Here is a picture from yesterday of one of our birthday boys tonight. Liam is sure funny!!
A full day but not too busy.
Had breakfast with the meditation guys this morning and that was nice. When we go for breakfast it is not a meditation but rather a BS session which I think is needed once in a while.
Did some shopping after that. I bought some flowers and placed them on Gail's grave site. I also picked up old twigs, leaves etc around the site and with the green grass it is looking nice. Makes me kind of excited to have the monument come in by June or so. I suppose the deer will like those flowers tonight. Not sure how to solve that.
Spent most of the afternoon getting ready for the party. By 5:30 there were 18 people all chatting or playing at the same time which made for a fun time. Those kid do grow fast and they seem to have plenty of energy!
Amy, Ruby Gail and Leo will head back tomorrow morning. Amy has 1 full week left and then it will be back to work full time. It sure is nice that she can take the 12 weeks off.

* [Material]
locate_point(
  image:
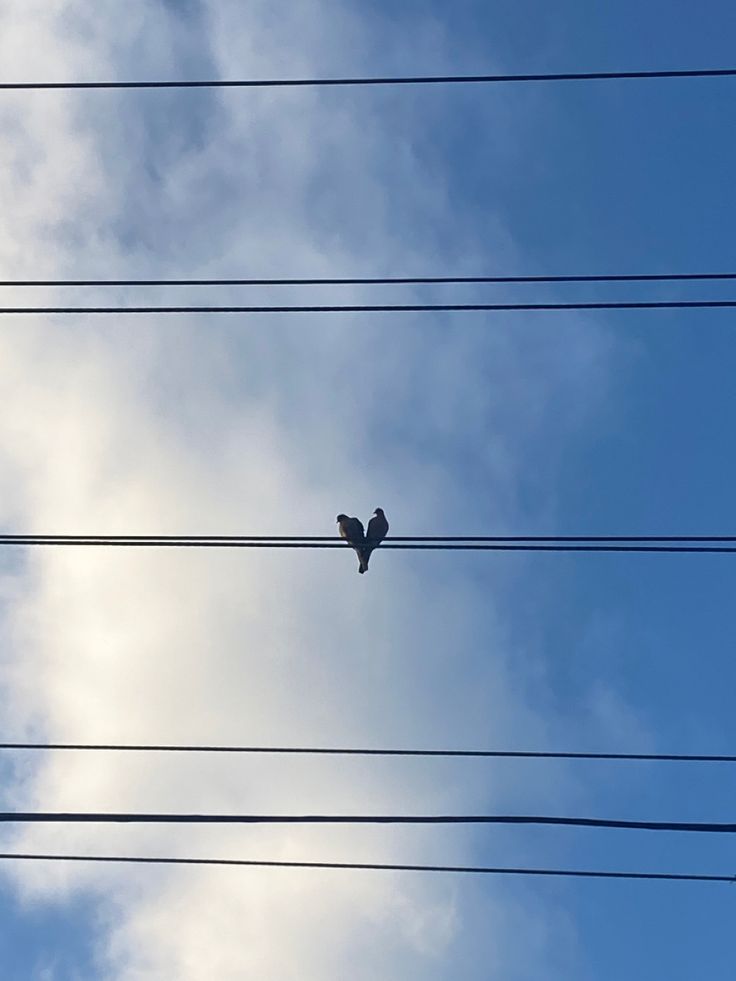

* [To do]
[1] In the diary entry about the birthday party, how many people were there by 5:30?
[2] Keep writing the diary entry about the birthday party, starting right after its final sentence.

* [Outputs by task]
[1] 18 people.

[2]
It will take me a LONG time to adjust to family gatherings without Gail. She just made them so special and that whole element is missing now. I said the day she died that her selflessness would be irreplaceable and that has proven to be so true.
I guess at this time I am missing most her smile, her kiss, her tug, her warmth, her total presence. I just marvel at how one can and does grow accustomed to another person in that way and when they are gone that whole element of life seems to fade into the horizon. I find myself missing so much the warmth of her being and I know that it just can not be replaced. I often am tempted to say to myself "just suck it up and move on with life" but you know what I can't. I mean that in the sense that there is no "suck it up cure" for this. I do think that can happen when one doesn't get that new job, doesn't get that deserved pat on the back or doesn't get that promotion but with this the answer is time. Now it almost sounds like I am leaving the Lord out of my situation and that is not true. I pray, others pray for me and other things as well and I do not think I would survive without the Lord but it still needs time. If I can stay away from the pity parties it helps a lot.
I failed in my financial goal for the month. I put 90% of my expenses on a credit card and then I have it paid off automatically before the due date. I missed it my $200 which is the same as last month. It is not super important but maybe this month I can be successful.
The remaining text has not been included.